● Task objective
Count the lines in the items below that contain the string "foliage", treating uppercase and lowercase as different. Reply with the number alone.

● Exercise inputs
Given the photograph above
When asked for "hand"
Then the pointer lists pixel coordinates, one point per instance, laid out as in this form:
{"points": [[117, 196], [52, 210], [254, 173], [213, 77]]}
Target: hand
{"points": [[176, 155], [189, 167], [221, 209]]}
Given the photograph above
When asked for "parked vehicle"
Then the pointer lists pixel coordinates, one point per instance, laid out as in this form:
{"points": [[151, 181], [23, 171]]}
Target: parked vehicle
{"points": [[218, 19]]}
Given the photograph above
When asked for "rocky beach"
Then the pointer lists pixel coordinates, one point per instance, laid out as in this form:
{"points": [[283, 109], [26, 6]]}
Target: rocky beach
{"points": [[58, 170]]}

* * *

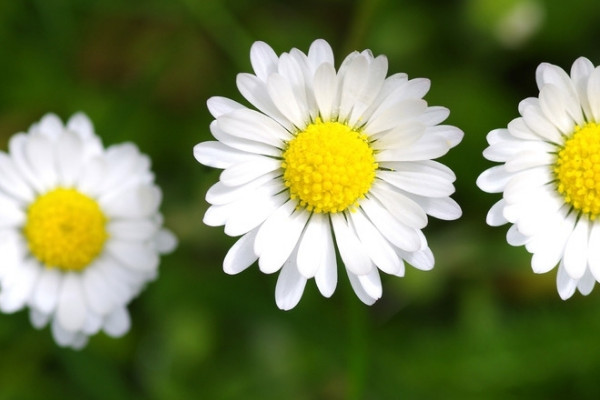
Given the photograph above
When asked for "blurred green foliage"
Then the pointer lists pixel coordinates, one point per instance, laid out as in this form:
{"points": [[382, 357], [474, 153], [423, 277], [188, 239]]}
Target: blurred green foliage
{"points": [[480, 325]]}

● Exercise output
2